SUPPLIED ENTRIES >>
- - -

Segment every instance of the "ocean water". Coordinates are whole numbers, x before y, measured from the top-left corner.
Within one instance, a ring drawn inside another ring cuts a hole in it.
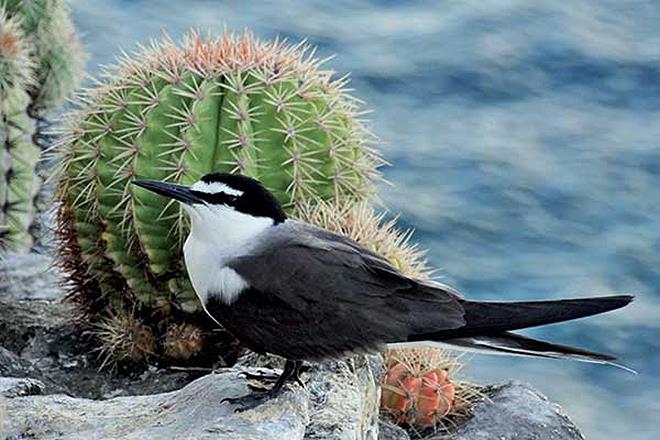
[[[660,438],[660,3],[106,0],[72,2],[90,73],[189,27],[306,38],[350,72],[393,164],[381,192],[471,298],[637,295],[527,332],[639,371],[466,356],[516,378],[588,438]]]

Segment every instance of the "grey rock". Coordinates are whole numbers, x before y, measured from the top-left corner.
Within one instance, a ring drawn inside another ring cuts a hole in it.
[[[518,381],[490,388],[491,396],[474,409],[455,440],[583,440],[562,409]],[[440,437],[438,437],[440,438]]]
[[[305,375],[306,388],[292,385],[276,399],[240,413],[221,403],[249,392],[237,368],[153,395],[90,400],[13,393],[4,399],[4,434],[16,439],[376,440],[374,362],[378,365],[361,358],[318,366]]]
[[[35,396],[43,393],[46,385],[30,378],[0,377],[0,397]]]
[[[377,440],[381,368],[377,357],[358,356],[314,369],[305,439]]]
[[[6,435],[40,439],[282,439],[303,437],[307,398],[297,389],[235,413],[225,397],[249,392],[236,372],[210,374],[163,394],[76,399],[64,395],[6,400]]]
[[[62,299],[63,279],[48,255],[7,253],[0,259],[0,299]]]

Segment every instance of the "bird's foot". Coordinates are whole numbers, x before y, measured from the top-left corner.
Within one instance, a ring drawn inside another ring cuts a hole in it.
[[[277,382],[277,379],[280,378],[279,374],[267,373],[265,371],[258,371],[257,373],[242,371],[239,374],[247,380],[258,380],[259,382]]]
[[[236,405],[234,412],[243,412],[256,408],[272,397],[275,397],[275,395],[270,391],[255,391],[245,396],[225,397],[220,403],[227,402],[230,405]]]

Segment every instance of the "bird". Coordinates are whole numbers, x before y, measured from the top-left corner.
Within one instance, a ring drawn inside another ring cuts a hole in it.
[[[474,301],[438,281],[403,275],[352,239],[289,218],[258,180],[210,173],[191,186],[134,180],[178,201],[190,217],[183,245],[203,309],[247,348],[286,359],[267,391],[230,403],[251,407],[298,379],[303,362],[386,347],[464,351],[610,364],[607,354],[515,333],[608,312],[631,295]],[[273,378],[274,379],[274,378]]]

- - -

GIVEN EXERCISE >> Find every line in the records above that contains the string "bird", with case counting, and copy each one out.

COMPLETE RESPONSE >>
Segment every instance of the "bird's foot". Coordinates are whole numbers, x before y, measured from the top-left corner.
Segment every instance of the "bird". Coordinates are whole numbers, x before y, measured from the top-left corner.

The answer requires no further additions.